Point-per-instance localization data
···

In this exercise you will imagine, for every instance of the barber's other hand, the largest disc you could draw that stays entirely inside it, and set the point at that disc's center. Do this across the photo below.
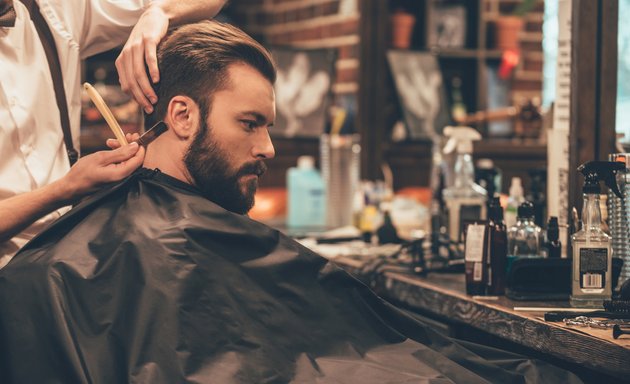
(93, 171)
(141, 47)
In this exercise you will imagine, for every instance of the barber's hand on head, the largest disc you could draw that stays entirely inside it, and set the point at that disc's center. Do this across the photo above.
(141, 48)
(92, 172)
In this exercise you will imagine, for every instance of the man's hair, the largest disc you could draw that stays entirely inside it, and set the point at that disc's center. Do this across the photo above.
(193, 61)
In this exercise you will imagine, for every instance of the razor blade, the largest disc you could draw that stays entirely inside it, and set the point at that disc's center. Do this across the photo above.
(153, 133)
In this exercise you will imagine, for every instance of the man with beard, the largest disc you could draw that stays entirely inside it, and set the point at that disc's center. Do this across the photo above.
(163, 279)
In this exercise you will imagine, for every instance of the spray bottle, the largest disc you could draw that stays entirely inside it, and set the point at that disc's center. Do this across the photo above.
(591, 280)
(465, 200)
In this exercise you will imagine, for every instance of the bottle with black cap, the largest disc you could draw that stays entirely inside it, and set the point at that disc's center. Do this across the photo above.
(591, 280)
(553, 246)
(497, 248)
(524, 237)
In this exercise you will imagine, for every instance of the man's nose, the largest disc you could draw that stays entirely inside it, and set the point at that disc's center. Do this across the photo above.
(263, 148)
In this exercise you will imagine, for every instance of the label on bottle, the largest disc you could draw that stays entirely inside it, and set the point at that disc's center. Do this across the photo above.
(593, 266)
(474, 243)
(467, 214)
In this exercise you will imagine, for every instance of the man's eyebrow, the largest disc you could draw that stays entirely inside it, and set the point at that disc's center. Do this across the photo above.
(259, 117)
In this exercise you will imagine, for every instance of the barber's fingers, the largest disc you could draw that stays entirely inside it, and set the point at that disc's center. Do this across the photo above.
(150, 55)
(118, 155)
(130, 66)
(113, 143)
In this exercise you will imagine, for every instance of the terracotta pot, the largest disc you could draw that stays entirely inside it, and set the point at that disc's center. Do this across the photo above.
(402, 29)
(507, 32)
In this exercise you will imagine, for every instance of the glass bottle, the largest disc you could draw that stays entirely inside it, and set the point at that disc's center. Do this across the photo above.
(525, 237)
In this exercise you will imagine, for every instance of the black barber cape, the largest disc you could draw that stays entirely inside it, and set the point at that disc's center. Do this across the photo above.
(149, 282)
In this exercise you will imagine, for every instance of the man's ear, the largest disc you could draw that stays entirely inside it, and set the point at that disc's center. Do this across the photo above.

···

THE TASK ▸
Please set down the lines above word for word and leave out the pictures.

EXERCISE ANSWER ▸
In this exercise you will imagine, for every instance of the barber's other hand, the largest disc you could draw that stays entirely inside it, and set the point at that disc's center. Do this across the photo below.
(93, 171)
(141, 47)
In this exercise you will imagine, for every instance of the barber's hand on head, the largest disc you could draw that stays entirely inside it, and set the point at that disc's center. Do this across the photo above.
(141, 48)
(92, 172)
In this exercise you will imagine, for every instance of the man's hair, the largest disc you could draw that stays entirely inside it, and set the point at that disc's center. Do this across the photo above.
(193, 61)
In this exercise you will imagine, for every instance of the razor blade, the largest disc you could draw that stays entirely inside it, and set the point at that disc's center. Do this across the photo above.
(153, 133)
In this exercise you will imagine, for every instance of the man with beard, the largest disc you could draw that stays entirely inside it, and set the point at that disc's center. Do this across the photo above.
(163, 279)
In this exercise you will imagine, for every instance of the spray bottle, the largest disc you could draw that stays entirely inside it, and set the point at that disc's center. Do this across the photo above.
(591, 280)
(465, 200)
In this exercise you will imagine, for every instance of the bottle with black cap, the largest disc you could draw that stays entirely inside it, and set the point at that disc's center. Do this across the photo above.
(591, 280)
(553, 246)
(497, 248)
(524, 237)
In this exercise you will imagine, for every instance of the man's nose, the largest disc you could draw that stays entirely inside it, and set the point at that disc's center. Do this across the photo above.
(263, 148)
In this exercise you will imagine, for every instance of the label on bottle, the largest disc you could draw that stays entirely inside it, and set the point at that disc's center. Do this across the photo above.
(593, 266)
(474, 243)
(467, 214)
In this exercise you will imagine, for every instance of the man's eyebrow, the largest disc you could draw that stays entirely inside it, and set the point at that disc's center. Do this across the photo above.
(259, 117)
In this exercise you will imagine, for every instance of the barber's fingers, the largest disc you could draw that stays entirely inside it, and set the point at that disc's center. Do this across the photo above.
(150, 55)
(118, 155)
(130, 66)
(113, 143)
In this exercise you will imagine, for every instance of the terracotta pot, the largest disc you could draw that stays entirely inside it, and set the point at that disc's center. Do this across the photo above.
(402, 29)
(507, 32)
In this exercise you will imagine, for every instance of the glass bottle, the largest disc you could draw that stays entirely inside it, and set the point at that disc's center. Do this across the photo above.
(525, 237)
In this exercise you will imagine, for every instance of the black barber cape, the largest disc you could draw that stays entirely inside it, and set the point at that disc's center. Do this across the photo above.
(149, 282)
In this exercise you will imagine, for every instance of the man's ear, the largest disc you could draw that stays entirely inside it, and set the point at that disc's center. Do this across the photo above.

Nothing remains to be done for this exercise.